RECORDED DATA:
....
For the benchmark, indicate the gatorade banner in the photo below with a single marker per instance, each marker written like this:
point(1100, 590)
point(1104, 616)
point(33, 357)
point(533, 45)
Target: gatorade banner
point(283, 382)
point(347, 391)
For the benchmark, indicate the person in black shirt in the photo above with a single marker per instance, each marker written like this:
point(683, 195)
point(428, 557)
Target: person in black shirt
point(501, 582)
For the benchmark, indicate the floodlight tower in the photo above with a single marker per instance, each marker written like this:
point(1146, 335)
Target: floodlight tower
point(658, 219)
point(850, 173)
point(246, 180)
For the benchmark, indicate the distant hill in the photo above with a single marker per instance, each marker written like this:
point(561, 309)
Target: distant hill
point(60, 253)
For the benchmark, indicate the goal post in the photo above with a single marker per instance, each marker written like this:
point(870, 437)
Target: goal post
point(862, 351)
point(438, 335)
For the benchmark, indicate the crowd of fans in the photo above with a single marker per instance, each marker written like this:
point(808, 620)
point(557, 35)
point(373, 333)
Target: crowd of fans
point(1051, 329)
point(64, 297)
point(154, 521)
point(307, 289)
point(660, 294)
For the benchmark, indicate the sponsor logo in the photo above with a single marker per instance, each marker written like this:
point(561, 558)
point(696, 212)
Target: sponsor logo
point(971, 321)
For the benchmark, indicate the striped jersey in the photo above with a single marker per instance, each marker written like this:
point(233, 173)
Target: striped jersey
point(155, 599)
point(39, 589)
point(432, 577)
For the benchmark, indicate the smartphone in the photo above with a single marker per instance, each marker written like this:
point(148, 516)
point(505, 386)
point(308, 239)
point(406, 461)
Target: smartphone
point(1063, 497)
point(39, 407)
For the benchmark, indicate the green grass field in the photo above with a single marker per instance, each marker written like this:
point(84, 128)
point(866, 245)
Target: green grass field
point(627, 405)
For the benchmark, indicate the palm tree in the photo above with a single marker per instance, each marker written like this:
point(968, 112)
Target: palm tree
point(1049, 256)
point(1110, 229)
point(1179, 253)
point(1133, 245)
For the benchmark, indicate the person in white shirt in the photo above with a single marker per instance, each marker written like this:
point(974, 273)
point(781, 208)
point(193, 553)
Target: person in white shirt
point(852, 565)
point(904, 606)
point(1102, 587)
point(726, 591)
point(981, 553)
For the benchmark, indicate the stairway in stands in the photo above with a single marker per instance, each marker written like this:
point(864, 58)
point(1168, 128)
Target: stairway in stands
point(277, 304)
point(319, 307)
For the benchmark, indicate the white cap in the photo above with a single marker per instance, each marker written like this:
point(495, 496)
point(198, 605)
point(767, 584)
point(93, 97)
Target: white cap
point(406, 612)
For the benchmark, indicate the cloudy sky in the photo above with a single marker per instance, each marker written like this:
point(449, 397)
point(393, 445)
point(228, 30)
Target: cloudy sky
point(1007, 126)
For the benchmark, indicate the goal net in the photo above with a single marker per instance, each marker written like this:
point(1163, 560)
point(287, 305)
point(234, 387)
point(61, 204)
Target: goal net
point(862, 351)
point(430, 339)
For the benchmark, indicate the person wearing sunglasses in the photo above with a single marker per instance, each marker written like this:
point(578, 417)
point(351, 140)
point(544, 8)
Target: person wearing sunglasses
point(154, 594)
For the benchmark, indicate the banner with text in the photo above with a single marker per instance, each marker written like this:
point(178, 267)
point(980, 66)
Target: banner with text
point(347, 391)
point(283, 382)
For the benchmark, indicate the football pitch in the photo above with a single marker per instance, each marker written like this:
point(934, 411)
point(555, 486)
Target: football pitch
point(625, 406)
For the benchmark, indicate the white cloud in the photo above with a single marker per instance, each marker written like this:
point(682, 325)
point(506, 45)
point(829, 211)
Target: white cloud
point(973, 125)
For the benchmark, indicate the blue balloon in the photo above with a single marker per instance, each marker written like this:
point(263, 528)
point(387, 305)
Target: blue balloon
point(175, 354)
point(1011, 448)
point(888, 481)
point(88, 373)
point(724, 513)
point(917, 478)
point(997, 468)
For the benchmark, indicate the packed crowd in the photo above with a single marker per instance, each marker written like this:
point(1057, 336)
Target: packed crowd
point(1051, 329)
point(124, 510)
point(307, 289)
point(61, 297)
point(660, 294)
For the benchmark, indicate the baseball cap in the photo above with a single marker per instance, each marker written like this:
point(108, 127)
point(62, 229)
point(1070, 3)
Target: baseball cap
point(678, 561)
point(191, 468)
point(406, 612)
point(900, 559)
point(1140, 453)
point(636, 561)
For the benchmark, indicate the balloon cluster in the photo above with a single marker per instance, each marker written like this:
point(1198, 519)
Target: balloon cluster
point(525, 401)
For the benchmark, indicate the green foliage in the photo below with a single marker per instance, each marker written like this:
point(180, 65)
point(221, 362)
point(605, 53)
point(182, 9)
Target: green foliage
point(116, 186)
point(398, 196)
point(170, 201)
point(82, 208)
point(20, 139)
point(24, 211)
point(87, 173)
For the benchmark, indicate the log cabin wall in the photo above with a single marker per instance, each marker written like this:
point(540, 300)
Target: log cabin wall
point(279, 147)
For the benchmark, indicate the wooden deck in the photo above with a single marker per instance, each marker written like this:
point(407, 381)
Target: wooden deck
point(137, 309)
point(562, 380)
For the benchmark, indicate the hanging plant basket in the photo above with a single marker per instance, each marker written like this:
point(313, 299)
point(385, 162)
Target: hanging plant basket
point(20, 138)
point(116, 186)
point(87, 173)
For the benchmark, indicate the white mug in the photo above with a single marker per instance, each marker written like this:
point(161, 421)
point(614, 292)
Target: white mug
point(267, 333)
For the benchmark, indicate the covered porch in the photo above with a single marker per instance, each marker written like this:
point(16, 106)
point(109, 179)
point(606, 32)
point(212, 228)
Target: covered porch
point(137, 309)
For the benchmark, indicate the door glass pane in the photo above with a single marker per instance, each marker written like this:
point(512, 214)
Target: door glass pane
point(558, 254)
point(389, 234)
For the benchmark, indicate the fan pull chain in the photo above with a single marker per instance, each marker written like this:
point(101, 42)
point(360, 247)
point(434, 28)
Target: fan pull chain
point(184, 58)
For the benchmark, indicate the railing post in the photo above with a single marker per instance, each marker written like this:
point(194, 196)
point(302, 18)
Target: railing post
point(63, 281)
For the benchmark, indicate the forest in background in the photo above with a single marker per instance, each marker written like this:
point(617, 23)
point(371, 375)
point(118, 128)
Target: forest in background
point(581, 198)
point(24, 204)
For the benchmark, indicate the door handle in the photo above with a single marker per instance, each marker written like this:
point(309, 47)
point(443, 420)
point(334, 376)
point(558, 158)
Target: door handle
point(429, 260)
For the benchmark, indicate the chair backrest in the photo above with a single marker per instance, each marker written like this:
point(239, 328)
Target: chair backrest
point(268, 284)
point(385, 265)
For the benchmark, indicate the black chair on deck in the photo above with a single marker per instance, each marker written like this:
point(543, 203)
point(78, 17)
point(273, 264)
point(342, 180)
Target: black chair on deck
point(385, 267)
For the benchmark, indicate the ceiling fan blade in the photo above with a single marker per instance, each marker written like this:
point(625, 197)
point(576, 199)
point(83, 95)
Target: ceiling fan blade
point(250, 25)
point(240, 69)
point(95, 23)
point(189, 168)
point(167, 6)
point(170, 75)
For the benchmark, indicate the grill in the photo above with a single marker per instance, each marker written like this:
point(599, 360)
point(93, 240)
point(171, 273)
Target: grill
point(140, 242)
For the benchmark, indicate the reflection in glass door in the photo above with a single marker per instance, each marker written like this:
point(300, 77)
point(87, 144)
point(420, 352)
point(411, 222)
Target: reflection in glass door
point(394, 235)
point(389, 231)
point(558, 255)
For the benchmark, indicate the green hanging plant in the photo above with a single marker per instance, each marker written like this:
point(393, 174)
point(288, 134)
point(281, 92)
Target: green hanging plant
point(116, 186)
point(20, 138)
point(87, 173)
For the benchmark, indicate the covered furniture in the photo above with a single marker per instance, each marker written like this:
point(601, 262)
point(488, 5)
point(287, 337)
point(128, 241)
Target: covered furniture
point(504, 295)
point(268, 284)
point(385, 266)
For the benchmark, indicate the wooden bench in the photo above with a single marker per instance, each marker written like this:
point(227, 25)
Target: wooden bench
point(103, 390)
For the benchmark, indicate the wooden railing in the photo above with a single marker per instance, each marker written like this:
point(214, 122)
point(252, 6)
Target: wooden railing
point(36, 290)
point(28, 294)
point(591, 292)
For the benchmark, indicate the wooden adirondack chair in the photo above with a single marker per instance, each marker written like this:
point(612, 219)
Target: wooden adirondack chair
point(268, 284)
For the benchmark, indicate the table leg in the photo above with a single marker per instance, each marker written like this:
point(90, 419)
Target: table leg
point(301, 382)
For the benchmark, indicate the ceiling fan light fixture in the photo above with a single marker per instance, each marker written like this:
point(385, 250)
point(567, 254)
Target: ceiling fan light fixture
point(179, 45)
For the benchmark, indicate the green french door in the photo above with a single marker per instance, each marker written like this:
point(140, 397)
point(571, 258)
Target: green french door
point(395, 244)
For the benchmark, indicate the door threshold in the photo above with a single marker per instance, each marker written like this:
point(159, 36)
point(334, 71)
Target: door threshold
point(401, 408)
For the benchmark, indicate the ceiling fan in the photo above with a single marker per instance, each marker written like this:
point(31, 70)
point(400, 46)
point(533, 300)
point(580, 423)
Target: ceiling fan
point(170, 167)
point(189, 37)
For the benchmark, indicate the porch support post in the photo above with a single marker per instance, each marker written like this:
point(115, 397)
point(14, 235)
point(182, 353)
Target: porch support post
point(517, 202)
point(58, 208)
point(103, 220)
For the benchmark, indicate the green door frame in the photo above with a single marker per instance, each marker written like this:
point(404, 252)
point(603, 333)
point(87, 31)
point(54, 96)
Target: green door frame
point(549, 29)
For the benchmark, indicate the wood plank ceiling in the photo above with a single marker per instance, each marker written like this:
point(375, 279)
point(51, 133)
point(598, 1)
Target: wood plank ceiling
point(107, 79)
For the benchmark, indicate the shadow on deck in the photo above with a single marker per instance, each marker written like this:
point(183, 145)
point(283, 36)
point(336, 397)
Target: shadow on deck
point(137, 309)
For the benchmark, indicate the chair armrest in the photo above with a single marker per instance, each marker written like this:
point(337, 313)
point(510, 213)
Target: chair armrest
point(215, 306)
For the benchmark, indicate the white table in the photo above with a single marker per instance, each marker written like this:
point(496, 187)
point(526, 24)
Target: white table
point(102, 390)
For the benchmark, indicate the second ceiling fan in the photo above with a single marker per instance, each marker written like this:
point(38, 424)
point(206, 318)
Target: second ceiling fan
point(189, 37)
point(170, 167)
....
DIRECTIONS FOR THIS TASK: Output verbatim the lines of the material above from the one containing "For the benchmark, indicate the baseball" through the one containing "point(525, 401)", both included.

OUTPUT OF THE TASK:
For the benchmark, indicate the baseball cap in the photo above with a single marker per instance, each marker written like this:
point(108, 127)
point(62, 229)
point(1070, 3)
Target: baseball cap
point(678, 561)
point(191, 468)
point(406, 612)
point(900, 559)
point(1140, 453)
point(636, 561)
For the benchmark, indicate the balloon cluster in the photo above with a single marker per instance, each marker written like this:
point(1198, 519)
Target: balloon cluster
point(525, 401)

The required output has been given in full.